# Happy birthday to my little boy! (pic heavy)



## ayoitzrimz (Apr 14, 2010)

I can't believe he's 2 today... What an amazing experience it has been. So many squirrels chased, so many balls fetched, so much tug played  I couldn't ask for a better dog and friend!

There are lots of attachments here, and I didn't know how to embed them into the post but they range from when he was just a little boy to maybe a week ago...


----------



## msvette2u (Mar 20, 2006)

Aww Happy Birthday to a handsome boy! 
Great pics


----------



## Courtney (Feb 12, 2010)

Happy Birthday!!!!

You should enter this one in this months photo contest:wub:


----------



## ayoitzrimz (Apr 14, 2010)

thanks, that kissing pic is with his longtime partner in crime  they've been on playdates since he was a puppy...

REQUIREMENT A = Write down the part of the dog birthday thread from "I can't believe" up to and including "(Mar 20, 2006)".
REQUIREMENT B = In the dog birthday thread, how old does the dog turn on the day of the first post?

LISTED RECORDS =
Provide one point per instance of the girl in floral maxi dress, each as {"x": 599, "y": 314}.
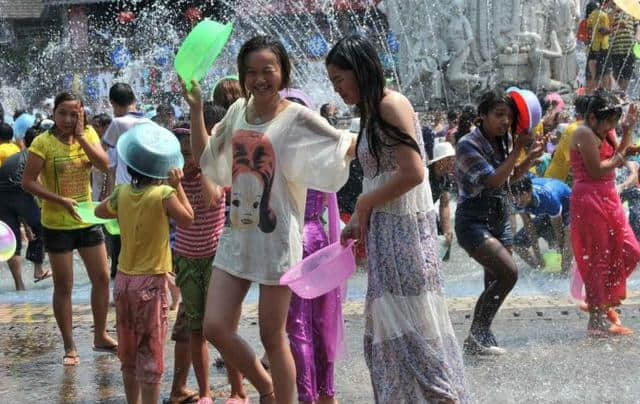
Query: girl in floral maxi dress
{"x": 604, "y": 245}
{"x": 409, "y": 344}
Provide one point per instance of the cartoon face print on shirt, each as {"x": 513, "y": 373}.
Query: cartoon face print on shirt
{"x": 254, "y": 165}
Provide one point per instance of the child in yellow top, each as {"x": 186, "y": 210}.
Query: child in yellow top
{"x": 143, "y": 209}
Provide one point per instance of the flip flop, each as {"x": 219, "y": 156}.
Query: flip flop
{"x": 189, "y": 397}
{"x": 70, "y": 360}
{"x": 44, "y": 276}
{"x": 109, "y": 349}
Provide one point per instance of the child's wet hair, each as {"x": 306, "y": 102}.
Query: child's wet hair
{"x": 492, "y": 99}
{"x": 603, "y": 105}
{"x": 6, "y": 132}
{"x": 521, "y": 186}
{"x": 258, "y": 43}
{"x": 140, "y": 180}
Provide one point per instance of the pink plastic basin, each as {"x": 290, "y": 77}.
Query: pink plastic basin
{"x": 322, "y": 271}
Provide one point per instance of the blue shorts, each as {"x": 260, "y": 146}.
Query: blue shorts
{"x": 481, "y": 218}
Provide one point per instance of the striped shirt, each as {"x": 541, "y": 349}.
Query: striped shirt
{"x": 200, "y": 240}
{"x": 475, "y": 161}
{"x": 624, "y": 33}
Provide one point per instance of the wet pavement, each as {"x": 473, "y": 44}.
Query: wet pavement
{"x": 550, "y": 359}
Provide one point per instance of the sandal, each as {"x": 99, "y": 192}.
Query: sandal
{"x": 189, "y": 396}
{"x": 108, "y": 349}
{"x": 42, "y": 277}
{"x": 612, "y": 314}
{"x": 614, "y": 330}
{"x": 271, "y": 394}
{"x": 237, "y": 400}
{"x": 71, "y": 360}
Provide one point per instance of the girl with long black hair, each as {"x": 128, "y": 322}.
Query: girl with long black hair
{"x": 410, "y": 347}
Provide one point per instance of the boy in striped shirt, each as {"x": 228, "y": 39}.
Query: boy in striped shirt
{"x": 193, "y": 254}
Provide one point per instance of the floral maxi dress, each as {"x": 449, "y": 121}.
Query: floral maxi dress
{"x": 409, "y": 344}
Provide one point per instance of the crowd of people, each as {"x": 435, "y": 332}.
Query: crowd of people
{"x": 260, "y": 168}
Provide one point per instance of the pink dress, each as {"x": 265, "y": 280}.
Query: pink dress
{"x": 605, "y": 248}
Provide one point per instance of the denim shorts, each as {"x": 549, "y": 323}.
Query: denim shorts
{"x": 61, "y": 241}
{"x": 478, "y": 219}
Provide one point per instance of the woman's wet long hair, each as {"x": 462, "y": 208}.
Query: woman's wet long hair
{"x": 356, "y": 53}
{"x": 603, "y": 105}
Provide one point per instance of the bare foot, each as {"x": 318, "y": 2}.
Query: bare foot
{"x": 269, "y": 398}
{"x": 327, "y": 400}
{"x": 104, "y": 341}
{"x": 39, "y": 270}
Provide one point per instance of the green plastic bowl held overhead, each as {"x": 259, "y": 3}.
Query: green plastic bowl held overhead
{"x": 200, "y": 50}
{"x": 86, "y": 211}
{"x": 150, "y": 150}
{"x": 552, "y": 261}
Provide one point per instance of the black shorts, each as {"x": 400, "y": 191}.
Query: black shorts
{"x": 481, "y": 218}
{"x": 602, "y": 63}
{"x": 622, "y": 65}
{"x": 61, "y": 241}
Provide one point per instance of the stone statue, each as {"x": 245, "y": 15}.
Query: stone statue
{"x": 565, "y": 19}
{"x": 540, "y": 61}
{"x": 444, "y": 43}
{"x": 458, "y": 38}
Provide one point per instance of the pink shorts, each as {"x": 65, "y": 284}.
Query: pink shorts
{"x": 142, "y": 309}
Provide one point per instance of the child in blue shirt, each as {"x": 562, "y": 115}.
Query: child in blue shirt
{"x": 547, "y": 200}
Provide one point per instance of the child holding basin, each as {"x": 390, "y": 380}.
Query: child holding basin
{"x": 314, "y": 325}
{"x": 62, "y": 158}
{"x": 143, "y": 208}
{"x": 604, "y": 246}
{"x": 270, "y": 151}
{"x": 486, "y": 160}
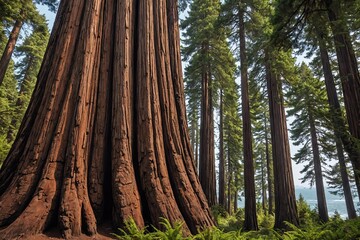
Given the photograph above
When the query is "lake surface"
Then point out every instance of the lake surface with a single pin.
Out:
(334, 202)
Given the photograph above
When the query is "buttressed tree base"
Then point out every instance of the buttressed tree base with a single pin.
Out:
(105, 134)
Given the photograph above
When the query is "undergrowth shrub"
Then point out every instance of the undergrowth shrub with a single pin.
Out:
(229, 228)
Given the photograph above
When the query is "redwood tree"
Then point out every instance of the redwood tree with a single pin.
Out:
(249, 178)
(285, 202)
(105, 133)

EXERCISE ANSWER A =
I can't believe he's 2 today... What an amazing experience it has been. So many squirrels chased, so many balls fetched, so much tug played  I couldn't ask for a better dog and friend!

There are lots of attachments here, and I didn't know how to embed them into the post but they range from when he was just a little boy to maybe a week ago...


----------



## msvette2u (Mar 20, 2006)

EXERCISE ANSWER B = He turns 2.